───── Records for processing
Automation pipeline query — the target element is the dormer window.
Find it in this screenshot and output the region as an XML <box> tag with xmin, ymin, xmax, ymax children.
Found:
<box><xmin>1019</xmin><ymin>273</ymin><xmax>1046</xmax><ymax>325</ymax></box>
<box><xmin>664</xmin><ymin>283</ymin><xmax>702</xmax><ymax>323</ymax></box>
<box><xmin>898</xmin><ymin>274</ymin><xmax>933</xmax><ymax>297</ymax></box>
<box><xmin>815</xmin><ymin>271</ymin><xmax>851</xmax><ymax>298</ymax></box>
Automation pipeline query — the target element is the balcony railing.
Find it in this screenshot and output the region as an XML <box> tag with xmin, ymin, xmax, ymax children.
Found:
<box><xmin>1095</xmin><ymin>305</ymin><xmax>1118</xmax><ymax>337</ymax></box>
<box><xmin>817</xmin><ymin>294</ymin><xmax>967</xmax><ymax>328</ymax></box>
──────────
───── Records for processing
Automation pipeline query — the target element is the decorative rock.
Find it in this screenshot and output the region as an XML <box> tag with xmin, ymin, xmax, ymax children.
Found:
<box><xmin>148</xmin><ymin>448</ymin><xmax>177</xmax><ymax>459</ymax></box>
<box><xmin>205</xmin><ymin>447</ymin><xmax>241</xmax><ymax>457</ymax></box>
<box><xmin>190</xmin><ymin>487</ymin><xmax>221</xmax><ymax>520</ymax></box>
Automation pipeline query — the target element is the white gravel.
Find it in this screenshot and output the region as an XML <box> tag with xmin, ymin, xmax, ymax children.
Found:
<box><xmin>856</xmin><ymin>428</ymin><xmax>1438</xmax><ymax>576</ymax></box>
──────────
◆ What the task asks ◆
Determine the number of lines in the listing that contain the word "query", and respond with nothing but that number.

◆ Answer space ◆
4